### GIVEN ENTRIES ###

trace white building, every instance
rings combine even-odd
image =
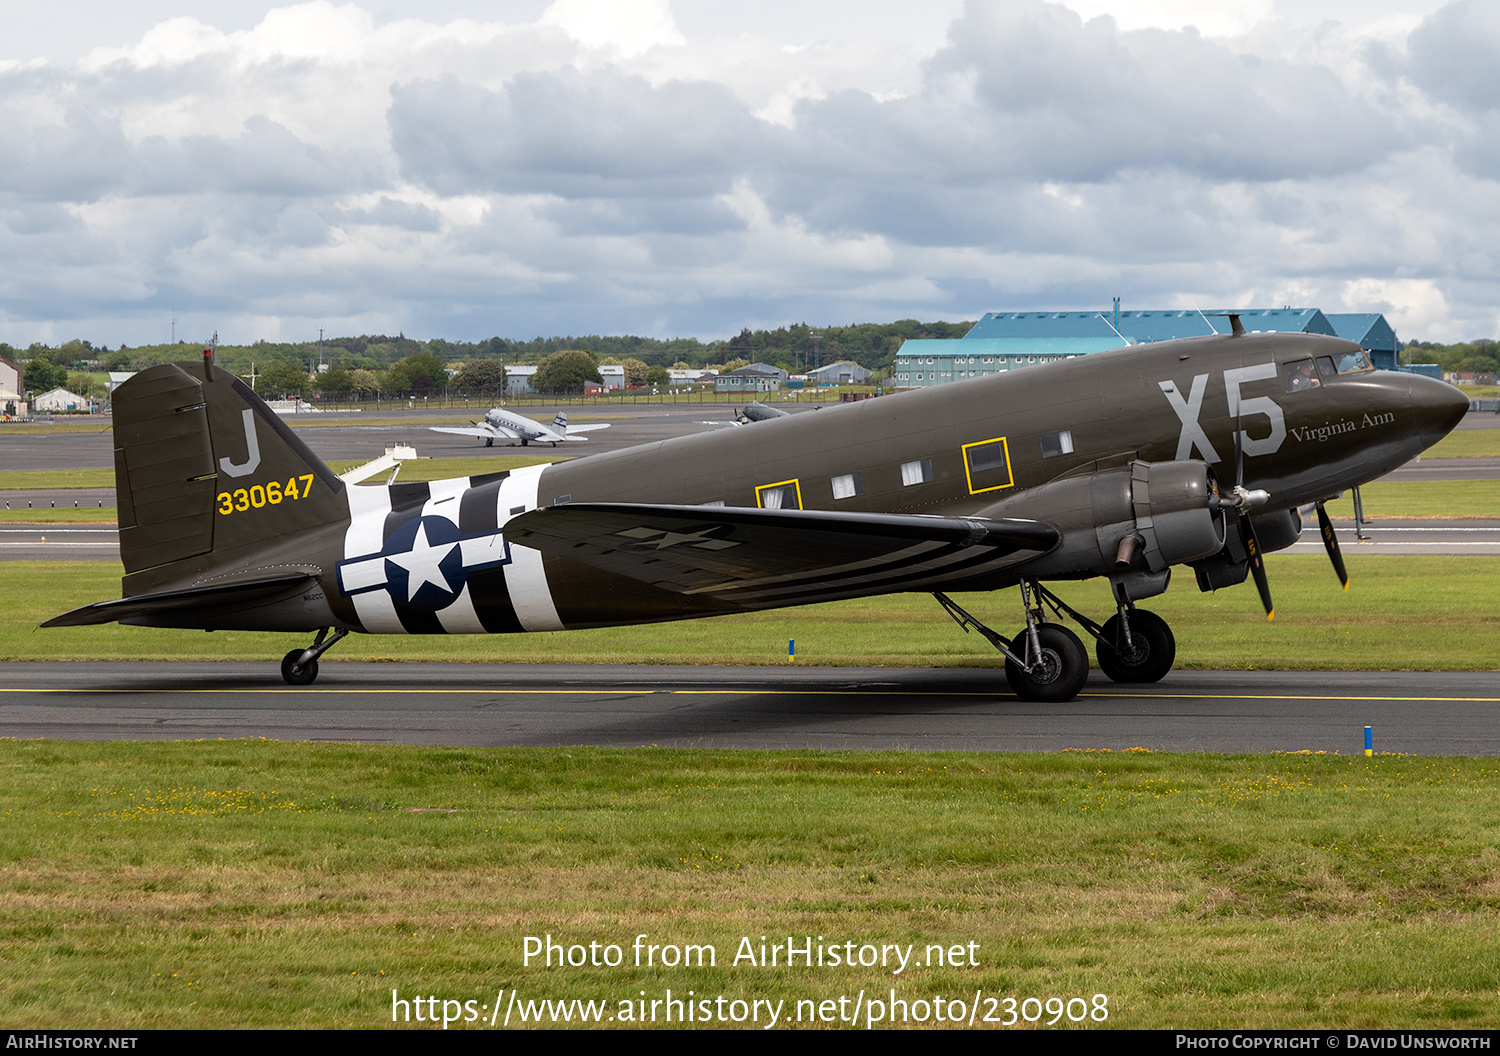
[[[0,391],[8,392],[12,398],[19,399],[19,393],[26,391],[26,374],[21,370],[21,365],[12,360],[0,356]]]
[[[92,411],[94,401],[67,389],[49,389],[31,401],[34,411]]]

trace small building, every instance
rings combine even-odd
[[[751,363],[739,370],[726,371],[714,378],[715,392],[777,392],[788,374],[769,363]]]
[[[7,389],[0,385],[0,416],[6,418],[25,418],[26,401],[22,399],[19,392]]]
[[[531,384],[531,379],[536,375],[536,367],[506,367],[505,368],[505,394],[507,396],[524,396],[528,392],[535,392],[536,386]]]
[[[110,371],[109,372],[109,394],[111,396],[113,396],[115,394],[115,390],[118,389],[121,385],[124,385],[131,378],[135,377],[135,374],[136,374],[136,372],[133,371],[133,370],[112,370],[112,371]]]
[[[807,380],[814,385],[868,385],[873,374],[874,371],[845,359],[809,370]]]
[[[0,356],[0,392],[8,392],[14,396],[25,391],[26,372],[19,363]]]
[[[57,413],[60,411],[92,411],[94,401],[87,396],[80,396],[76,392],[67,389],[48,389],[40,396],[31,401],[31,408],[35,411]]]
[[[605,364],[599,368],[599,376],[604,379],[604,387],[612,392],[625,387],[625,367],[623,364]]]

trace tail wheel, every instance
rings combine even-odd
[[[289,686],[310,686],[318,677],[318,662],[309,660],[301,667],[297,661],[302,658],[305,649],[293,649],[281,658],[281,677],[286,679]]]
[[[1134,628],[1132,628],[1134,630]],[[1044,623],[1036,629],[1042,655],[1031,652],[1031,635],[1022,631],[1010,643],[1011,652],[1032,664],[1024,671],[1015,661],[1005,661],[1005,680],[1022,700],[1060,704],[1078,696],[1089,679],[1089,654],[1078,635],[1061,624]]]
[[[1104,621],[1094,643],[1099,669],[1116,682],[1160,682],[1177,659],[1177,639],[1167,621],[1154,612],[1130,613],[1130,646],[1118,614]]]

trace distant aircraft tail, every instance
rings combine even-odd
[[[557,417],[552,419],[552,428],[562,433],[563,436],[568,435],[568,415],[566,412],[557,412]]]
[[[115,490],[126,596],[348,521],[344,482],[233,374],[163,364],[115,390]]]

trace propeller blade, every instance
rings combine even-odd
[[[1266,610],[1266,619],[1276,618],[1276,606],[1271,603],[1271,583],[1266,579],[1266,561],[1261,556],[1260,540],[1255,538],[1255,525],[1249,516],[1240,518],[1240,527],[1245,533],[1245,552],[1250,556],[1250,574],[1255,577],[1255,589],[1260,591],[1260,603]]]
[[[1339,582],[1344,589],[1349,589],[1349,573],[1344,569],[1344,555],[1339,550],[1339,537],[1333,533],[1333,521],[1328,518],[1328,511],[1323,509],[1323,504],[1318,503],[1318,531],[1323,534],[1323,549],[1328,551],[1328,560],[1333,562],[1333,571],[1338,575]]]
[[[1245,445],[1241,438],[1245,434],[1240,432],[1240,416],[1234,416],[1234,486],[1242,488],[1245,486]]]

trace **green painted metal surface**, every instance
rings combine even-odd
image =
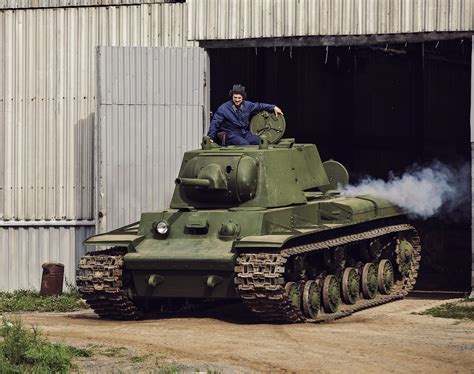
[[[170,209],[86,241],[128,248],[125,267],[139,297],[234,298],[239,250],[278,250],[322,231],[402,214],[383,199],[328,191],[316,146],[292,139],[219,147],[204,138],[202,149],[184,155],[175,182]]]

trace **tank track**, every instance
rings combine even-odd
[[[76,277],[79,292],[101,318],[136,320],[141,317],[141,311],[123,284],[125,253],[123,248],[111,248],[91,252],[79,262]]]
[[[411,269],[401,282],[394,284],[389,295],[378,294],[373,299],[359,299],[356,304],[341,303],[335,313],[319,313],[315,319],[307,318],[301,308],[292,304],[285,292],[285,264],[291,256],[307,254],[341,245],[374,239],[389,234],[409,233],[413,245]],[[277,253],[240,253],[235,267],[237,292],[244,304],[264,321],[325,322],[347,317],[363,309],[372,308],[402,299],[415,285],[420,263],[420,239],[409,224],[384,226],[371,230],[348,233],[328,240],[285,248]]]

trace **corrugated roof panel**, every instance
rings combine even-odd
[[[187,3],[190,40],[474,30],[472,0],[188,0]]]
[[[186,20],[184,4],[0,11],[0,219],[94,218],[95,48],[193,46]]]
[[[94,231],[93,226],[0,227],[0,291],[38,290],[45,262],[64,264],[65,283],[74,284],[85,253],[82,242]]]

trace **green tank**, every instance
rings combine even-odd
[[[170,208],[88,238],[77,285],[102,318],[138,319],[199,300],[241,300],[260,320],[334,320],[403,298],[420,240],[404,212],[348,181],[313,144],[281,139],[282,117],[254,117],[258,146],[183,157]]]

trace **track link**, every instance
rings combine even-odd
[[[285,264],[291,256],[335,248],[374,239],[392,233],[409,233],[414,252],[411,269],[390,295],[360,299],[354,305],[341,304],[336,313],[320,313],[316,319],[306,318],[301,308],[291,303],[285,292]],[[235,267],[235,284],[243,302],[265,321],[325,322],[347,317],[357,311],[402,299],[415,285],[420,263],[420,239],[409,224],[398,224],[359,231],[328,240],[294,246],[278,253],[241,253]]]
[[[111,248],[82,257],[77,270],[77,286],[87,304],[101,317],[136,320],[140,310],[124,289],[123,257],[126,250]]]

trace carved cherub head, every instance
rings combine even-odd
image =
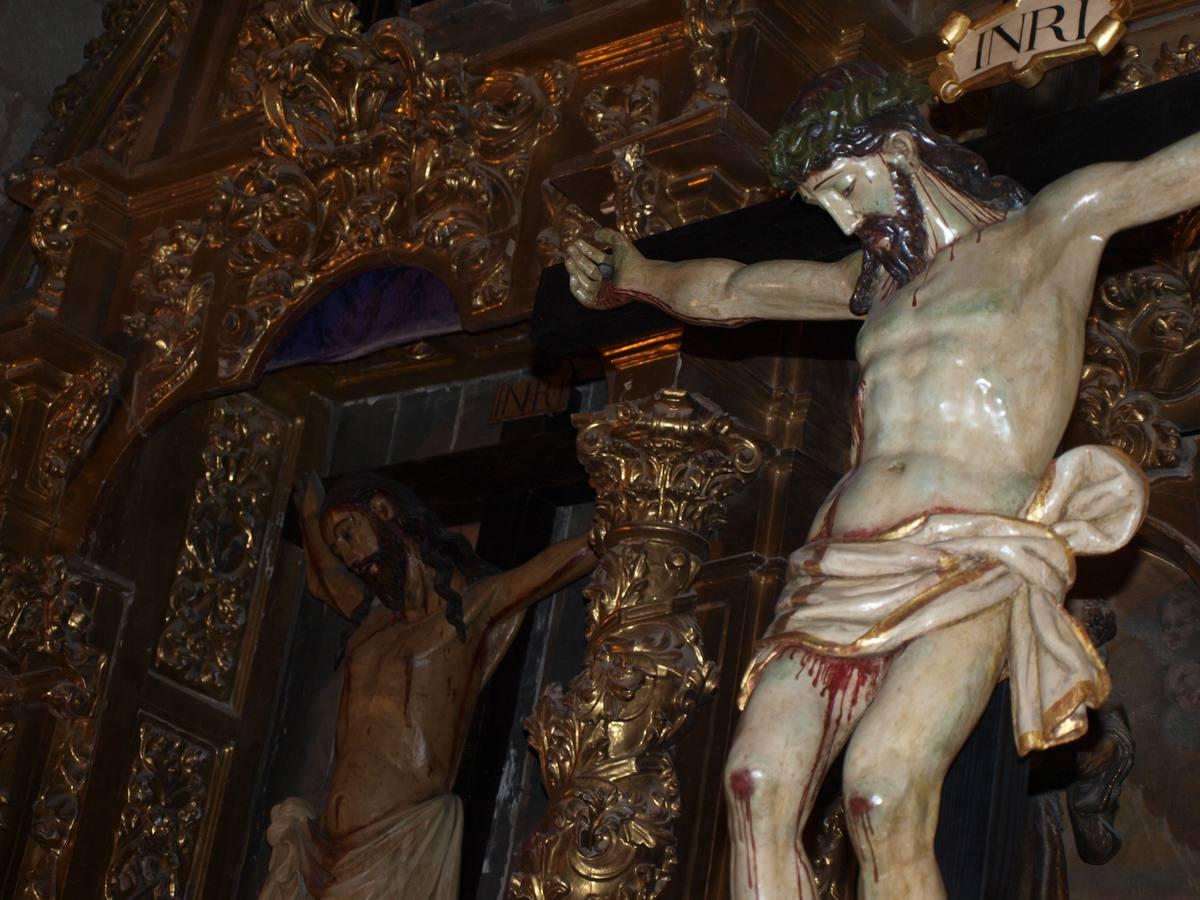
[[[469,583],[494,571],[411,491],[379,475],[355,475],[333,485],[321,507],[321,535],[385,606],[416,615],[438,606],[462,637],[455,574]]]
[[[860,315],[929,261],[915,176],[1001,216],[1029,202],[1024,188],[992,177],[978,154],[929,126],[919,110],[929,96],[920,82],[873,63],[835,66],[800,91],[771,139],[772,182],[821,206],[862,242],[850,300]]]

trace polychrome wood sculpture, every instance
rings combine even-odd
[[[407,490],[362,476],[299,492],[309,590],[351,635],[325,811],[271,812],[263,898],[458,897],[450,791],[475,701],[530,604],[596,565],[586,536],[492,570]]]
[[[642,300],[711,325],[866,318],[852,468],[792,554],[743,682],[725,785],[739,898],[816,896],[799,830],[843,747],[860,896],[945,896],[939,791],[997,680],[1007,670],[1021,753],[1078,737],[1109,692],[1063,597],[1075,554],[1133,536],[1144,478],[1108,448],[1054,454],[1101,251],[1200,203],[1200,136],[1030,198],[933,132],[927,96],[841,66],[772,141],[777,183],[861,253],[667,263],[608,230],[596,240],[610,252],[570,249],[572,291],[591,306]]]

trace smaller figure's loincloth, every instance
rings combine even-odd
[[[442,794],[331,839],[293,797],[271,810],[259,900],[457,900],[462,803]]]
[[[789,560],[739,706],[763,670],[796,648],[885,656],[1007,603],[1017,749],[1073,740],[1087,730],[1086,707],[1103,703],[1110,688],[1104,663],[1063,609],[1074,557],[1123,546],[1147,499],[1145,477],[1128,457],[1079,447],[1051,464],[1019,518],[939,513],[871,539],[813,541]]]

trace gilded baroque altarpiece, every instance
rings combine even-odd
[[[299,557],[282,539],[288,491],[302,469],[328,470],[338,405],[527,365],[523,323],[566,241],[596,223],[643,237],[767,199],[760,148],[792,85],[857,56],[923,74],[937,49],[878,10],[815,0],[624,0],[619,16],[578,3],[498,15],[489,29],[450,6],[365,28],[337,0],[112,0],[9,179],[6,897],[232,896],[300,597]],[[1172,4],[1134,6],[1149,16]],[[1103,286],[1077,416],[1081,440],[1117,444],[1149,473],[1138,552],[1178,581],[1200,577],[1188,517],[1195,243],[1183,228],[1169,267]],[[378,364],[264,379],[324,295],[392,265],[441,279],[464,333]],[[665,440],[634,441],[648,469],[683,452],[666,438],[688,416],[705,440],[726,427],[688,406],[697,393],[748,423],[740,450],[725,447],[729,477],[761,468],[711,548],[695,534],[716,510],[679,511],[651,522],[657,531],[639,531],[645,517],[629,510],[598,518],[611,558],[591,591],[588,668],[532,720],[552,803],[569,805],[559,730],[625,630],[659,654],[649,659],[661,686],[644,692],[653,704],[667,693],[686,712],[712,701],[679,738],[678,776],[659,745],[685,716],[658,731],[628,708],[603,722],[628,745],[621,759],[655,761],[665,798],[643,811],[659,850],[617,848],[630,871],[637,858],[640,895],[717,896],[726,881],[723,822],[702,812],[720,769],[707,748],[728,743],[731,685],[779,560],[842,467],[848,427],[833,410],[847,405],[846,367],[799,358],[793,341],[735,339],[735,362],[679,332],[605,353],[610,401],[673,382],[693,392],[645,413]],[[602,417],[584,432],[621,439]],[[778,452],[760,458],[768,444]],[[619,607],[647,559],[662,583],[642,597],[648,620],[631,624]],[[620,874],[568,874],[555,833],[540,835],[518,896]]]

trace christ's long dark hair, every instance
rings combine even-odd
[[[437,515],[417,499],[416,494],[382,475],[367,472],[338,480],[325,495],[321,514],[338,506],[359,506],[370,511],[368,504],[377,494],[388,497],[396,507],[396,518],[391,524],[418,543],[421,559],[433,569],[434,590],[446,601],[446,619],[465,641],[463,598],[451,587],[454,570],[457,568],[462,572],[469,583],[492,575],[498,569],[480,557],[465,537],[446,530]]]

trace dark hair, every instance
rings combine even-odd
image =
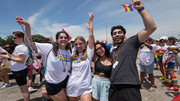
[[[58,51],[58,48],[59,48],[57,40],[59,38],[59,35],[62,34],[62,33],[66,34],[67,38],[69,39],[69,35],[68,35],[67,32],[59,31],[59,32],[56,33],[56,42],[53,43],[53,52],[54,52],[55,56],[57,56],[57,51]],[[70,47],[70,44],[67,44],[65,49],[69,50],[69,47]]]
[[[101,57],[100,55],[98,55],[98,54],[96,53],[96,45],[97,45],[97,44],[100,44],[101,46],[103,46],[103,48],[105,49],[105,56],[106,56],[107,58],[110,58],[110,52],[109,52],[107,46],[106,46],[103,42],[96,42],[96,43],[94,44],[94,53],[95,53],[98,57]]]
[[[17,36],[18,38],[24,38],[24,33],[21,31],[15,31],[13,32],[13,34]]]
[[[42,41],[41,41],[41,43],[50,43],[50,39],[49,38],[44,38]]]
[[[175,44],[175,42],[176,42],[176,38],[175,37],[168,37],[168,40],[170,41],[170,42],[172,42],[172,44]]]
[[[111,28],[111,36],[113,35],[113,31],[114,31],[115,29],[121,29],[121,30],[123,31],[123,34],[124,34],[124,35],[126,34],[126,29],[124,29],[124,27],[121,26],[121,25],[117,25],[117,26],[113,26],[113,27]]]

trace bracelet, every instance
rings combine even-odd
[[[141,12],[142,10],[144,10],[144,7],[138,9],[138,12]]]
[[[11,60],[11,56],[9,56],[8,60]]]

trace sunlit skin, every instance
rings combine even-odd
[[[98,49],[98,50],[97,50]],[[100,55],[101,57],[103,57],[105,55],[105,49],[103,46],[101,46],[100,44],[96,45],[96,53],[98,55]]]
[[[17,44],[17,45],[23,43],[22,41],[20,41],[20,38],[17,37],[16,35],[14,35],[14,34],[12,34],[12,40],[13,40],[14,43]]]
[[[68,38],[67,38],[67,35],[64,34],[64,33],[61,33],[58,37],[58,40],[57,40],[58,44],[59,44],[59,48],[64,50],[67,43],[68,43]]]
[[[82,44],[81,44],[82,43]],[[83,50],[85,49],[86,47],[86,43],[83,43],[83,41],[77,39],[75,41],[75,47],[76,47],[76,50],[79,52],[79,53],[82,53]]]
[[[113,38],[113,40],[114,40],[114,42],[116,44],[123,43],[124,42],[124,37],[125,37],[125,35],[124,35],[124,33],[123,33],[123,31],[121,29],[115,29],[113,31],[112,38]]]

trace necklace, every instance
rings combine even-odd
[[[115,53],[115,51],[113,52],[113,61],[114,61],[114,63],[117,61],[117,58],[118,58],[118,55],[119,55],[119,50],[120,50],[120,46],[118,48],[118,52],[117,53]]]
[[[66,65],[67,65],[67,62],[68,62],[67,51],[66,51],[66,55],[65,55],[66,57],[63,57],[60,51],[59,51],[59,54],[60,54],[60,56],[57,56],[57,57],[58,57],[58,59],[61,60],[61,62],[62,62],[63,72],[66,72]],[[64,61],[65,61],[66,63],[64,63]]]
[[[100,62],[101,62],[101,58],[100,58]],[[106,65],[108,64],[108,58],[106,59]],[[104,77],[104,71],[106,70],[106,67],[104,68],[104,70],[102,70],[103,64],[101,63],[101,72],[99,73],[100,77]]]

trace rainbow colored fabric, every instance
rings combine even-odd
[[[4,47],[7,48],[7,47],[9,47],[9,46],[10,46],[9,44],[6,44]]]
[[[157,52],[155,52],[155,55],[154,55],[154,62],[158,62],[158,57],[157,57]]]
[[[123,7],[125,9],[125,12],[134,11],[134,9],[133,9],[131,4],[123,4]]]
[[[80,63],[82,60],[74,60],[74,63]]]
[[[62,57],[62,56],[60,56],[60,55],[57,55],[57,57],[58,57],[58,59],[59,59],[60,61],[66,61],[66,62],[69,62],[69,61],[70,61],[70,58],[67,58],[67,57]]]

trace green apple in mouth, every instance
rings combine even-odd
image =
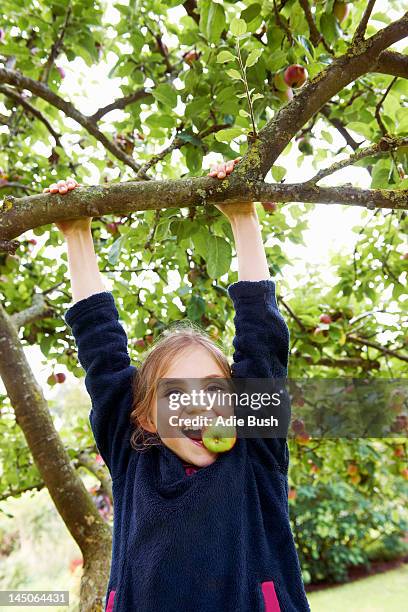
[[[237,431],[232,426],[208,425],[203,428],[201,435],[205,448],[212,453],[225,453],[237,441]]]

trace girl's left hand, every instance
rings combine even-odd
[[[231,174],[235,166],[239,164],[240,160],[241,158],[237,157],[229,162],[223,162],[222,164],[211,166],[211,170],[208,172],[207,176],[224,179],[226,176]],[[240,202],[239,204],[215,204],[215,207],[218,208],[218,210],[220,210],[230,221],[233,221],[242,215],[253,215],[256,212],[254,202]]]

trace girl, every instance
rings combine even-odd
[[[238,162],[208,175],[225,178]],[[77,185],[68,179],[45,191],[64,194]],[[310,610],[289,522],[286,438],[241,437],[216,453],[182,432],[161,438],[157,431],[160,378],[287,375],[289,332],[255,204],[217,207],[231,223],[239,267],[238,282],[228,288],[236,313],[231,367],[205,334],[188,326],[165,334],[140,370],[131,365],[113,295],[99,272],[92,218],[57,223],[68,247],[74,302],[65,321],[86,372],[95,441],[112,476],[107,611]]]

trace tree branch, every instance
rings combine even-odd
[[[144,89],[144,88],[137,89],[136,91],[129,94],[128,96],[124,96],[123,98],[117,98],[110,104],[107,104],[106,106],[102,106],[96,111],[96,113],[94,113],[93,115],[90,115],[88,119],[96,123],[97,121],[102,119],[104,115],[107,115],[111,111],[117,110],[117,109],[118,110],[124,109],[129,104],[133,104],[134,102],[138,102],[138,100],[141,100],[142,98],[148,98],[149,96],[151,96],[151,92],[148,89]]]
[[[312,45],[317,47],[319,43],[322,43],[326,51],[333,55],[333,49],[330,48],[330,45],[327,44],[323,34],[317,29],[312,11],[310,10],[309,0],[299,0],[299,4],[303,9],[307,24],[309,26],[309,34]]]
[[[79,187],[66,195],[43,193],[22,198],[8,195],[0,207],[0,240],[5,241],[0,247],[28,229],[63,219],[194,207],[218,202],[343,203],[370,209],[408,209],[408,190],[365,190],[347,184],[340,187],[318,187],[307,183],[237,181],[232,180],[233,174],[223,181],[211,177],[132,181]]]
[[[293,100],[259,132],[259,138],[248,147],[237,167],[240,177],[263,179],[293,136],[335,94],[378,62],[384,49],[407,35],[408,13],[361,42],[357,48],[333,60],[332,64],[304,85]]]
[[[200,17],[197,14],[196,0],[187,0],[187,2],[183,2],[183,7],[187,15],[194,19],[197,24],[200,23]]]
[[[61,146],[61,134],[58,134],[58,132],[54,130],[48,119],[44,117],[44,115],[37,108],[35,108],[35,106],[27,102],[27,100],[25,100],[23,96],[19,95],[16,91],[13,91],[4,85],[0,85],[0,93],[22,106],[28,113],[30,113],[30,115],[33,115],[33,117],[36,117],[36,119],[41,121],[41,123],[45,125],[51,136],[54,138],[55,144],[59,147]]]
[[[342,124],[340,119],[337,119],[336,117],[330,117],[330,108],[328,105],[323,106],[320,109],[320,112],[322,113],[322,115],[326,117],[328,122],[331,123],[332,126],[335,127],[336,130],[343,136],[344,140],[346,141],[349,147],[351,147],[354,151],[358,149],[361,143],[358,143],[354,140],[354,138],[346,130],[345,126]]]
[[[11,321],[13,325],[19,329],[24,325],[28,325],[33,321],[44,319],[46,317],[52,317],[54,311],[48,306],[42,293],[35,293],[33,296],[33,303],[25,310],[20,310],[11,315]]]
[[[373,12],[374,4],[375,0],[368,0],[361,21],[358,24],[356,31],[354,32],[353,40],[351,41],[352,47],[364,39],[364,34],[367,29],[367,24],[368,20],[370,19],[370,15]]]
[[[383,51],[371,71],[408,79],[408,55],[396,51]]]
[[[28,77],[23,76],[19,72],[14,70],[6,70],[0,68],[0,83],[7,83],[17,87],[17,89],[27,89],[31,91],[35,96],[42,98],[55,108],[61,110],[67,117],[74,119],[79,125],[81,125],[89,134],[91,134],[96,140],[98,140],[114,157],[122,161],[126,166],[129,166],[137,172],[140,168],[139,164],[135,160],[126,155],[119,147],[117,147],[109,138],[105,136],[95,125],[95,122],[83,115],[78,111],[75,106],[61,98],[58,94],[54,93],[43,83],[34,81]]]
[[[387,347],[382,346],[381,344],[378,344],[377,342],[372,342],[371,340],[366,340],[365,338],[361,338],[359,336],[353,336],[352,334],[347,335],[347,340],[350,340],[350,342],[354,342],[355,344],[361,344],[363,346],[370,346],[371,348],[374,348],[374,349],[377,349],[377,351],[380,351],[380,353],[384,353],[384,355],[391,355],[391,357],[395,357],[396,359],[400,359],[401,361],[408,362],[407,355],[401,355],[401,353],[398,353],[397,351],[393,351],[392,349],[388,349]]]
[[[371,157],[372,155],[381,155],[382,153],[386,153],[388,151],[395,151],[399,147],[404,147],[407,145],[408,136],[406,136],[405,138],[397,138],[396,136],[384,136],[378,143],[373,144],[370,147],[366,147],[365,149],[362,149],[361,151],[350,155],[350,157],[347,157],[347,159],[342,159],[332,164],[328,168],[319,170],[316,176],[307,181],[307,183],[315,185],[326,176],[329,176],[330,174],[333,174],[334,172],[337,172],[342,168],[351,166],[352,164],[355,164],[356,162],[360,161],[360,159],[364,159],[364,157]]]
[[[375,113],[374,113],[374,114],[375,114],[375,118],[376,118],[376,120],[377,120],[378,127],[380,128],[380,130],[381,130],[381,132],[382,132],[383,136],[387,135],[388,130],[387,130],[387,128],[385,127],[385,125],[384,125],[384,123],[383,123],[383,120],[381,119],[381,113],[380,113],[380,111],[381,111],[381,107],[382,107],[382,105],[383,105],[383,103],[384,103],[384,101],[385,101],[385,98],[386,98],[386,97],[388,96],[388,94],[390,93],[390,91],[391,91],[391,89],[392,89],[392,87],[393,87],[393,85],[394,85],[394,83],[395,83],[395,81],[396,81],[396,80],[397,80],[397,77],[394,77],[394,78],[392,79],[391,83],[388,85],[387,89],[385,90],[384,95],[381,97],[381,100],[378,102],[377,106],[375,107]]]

###

THE TASK.
Within the material, count each line that includes the word "green", and give the total by itself.

TASK OUTPUT.
3